THE EXERCISE → Print the complete set of entries exactly.

• • •

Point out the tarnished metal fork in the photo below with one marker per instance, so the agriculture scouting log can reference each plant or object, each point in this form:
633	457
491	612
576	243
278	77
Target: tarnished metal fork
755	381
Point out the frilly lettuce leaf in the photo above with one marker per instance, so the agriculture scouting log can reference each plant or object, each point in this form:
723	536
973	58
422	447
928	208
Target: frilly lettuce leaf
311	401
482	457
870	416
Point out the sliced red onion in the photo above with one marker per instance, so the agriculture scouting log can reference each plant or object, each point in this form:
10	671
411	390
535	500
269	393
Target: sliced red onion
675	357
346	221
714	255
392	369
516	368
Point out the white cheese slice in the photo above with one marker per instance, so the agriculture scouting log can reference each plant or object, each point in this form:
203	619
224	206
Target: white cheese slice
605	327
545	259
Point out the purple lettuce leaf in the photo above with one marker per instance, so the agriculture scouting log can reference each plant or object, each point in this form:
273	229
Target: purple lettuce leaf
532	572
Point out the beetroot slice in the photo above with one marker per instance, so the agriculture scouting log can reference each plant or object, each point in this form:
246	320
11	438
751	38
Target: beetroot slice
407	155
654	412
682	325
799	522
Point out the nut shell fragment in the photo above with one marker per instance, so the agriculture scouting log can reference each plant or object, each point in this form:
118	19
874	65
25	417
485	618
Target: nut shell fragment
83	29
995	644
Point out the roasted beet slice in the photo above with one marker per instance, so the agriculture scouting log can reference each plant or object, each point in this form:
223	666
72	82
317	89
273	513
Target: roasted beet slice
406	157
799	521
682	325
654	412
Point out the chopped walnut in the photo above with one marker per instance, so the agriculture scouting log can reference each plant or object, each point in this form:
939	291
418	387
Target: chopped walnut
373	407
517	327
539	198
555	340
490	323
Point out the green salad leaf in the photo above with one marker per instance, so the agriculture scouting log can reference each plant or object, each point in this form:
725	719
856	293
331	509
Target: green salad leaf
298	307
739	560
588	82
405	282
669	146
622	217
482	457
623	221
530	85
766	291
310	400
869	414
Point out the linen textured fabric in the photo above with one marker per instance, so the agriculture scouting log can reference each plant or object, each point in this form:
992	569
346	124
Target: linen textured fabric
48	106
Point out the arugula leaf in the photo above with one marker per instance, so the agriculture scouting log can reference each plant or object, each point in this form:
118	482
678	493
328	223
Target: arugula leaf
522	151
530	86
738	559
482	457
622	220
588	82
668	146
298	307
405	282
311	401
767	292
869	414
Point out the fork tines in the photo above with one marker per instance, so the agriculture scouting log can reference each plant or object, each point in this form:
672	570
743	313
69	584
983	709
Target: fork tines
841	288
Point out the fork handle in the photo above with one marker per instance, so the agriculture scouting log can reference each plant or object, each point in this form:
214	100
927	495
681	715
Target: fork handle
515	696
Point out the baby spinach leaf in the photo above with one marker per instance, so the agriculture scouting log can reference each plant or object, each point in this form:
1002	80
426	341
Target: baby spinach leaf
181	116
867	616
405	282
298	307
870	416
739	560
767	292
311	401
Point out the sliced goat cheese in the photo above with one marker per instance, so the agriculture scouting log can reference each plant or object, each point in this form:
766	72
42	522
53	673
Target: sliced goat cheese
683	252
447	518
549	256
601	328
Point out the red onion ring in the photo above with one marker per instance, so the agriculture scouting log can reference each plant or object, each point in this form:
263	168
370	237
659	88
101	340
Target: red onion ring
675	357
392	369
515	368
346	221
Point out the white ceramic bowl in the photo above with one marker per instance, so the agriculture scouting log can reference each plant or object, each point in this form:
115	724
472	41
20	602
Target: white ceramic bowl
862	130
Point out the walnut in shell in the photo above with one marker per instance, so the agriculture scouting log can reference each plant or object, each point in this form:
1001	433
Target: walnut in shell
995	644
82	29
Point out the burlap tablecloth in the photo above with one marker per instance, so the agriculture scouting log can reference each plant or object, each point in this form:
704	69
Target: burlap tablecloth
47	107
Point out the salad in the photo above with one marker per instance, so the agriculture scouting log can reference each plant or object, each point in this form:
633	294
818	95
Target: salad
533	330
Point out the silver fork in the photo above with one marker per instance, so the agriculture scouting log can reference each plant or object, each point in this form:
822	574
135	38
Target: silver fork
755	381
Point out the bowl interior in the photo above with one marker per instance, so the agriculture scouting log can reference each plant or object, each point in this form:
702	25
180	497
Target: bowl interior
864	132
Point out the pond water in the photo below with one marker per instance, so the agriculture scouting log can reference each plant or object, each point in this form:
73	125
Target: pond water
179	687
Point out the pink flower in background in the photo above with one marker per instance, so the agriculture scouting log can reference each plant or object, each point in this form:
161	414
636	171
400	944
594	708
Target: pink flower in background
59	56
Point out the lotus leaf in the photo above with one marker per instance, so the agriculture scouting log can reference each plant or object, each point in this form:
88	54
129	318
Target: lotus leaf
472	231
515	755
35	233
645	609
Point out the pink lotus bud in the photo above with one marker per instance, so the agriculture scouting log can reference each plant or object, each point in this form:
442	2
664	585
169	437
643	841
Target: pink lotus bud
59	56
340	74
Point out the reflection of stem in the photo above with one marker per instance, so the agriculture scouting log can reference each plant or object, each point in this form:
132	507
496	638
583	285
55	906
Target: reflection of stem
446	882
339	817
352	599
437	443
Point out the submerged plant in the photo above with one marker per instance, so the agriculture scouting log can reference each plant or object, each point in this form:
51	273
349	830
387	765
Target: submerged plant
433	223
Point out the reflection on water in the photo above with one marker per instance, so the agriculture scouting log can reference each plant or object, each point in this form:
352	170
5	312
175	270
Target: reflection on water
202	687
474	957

• • •

WRITTEN SOLUTION →
Point out the tarnished metal fork in the photo below with one marker per instance, so the agriculture scouting log can reference each plant or object, each point in this form:
633	457
491	612
576	243
278	77
Target: tarnished metal fork
755	381
Point out the frilly lettuce leaf in the photo above with one marker per instance, so the agriculture scouting log can reference each plant or object, each point in this form:
723	536
973	58
422	447
928	208
Target: frilly lettuce leaf
311	401
482	457
870	416
Point out the sliced red onion in the photo above with one marker per instance, so the agriculture scouting log can reference each plant or object, each point in this form:
10	671
411	390
535	500
269	393
Target: sliced red onion
675	357
346	221
714	255
392	369
516	368
Point out the white cheese slice in the photo above with one marker per instance, so the agriculture scouting log can reference each plant or object, each point in this form:
203	619
224	206
Target: white cheese slice
605	327
545	259
Point out the purple lettuce leaf in the photo above with one marker per instance, so the agriculture scouting log can reference each plant or object, each point in this form:
273	229
Target: purple lettuce leaf
532	572
Point out the beetroot slice in the photo above with one marker per instance, so the agriculture scouting log can reference each plant or object, each point in this form:
246	320
11	438
751	38
Target: beetroot slice
407	155
654	412
682	325
799	522
Point out the nut shell fragment in the photo above with one marker per instance, so the agriculture scouting log can reference each plant or object, each point in this form:
118	19
874	65
25	417
485	618
Target: nut shell fragment
83	29
995	644
Point out the roasted beet slice in the photo above with one marker per instance, so the agriculture scouting log can reference each plant or object, each point in this form:
223	666
72	82
317	89
273	513
Target: roasted beet slice
406	157
799	521
682	325
654	412
Point out the chopped walnut in the photo above with one marker per instance, so the agriculture scouting log can reference each plant or object, each point in this form:
939	291
418	387
Target: chopped walnut
373	407
517	327
539	198
555	340
490	323
Point out the green salad leaf in the photo above with one marker per instance, so the agriculture scouting log can reference each plant or object, each point in this form:
725	719
856	293
331	509
Target: green salad leaf
298	307
739	560
588	82
405	282
669	146
622	217
482	457
623	221
530	85
766	291
310	400
869	414
Point out the linen textured fabric in the photo above with one marker per instance, so the agriculture scouting log can reference each plant or object, each point in this form:
992	569
346	124
Target: linen textured fabric
48	106
Point out the arugula leaf in the photo above with one marker per instance, so the agriculture scouting log can reference each plant or object, each point in this form:
118	482
678	493
328	223
Target: arugula leaf
522	151
530	86
738	559
482	457
622	220
588	82
668	146
298	307
405	282
311	401
767	292
869	414
Point out the fork tines in the photo above with one marker per instance, so the agriculture scouting log can reference each plant or object, each point in this form:
672	570
743	313
69	584
983	709
Target: fork tines
841	288
Point out the fork handle in the photo above with one marker per instance, so the agriculture scouting log can reference each plant or object, each point in this form:
214	100
927	495
681	715
Target: fork handle
515	696
Point out the baby spinach leaf in the photo above with one marker per instance, so the agriculture scouting log can reference each plant or object, each point in this form:
1002	80
426	341
Target: baby spinach leaf
181	116
867	616
405	282
298	307
870	416
739	560
767	292
311	401
Point out the sliced goat cheese in the photo above with one marker per instance, so the agriculture scouting log can reference each plant or object, each point in this form:
766	72
42	522
53	673
Target: sliced goat cheese
683	252
447	518
549	256
601	328
Point out the red onion ring in the photo above with one marker per instance, so the agriculture scouting log can reference each plant or object, each point in this form:
263	168
370	237
659	88
101	340
Target: red onion ring
675	357
392	369
515	368
346	221
Point out the white ceramic bowl in the photo above with one marker per instance, so the agriculture scouting log can reference each plant or object, each point in this form:
115	724
472	41
20	602
Target: white ceramic bowl
862	130
Point out the walnut in shell in the photo above with one marker per instance, so the agriculture scouting log can reference each plant or object, each point in this form:
1001	433
Target: walnut in shell
995	644
82	29
Point out the burlap tablecloth in the photo above with one marker per instance, so the agriculture scouting log can reference each plant or object, each point in this form:
704	69
Target: burlap tablecloth
47	107
Point out the salad in the photo above with one marker per instance, so the agriculture scouting log can reference each plant or object, each point in this form:
633	294
818	95
Target: salad
533	330
Point out the silver fork in the photo above with one marker per instance, so the agriculture scouting log can reference each plant or object, each point in this form:
822	574
135	38
Target: silver fork
755	381
Point out the bowl interior in the photo above with one marker per instance, so the agriculture scouting log can reference each plant or object, each point in this form:
702	25
180	497
Target: bowl interior
864	132
Point out the pond water in the photo below with one marker per instance, so the agriculture scouting log can reference each plant or object, each point in this form:
73	125
Target: pond water
179	687
Point out the pink flower in background in the photo above with one marker per instance, so the agriculture scouting log can reference each plant or object, each point in this form:
161	414
636	171
400	944
594	708
Target: pink flower in background
59	56
Point out the lotus leaf in the photo above with one marker per instance, so the agriculture scouting log can reference each plant or object, each point in this form:
88	54
129	318
Target: lotus leaf
472	231
515	755
35	233
645	609
Point out the pink lotus bud in the photo above with one marker per instance, so the agriculture scouting log can reference each plant or object, each point in this form:
442	2
664	585
169	437
643	841
Target: pink lotus bud
59	56
340	74
Point out the reflection of stem in the photo above with one marker per instance, so the agriculture scouting log can reference each plant or object, each point in this form:
132	507
496	638
583	285
55	906
Target: reflection of stem
446	882
339	817
352	599
437	443
Point out the submerged plant in the photo above with one marker per instance, so the agriculture scouting log can reference each plant or object, each point in this form:
51	273
349	830
387	765
Target: submerged plant
433	223
Point out the reflection on water in the photo above with one marker per instance, so the agriculture scouting log can reference each plant or object, each point in this form:
352	170
5	312
175	270
Target: reflection on water
202	687
474	957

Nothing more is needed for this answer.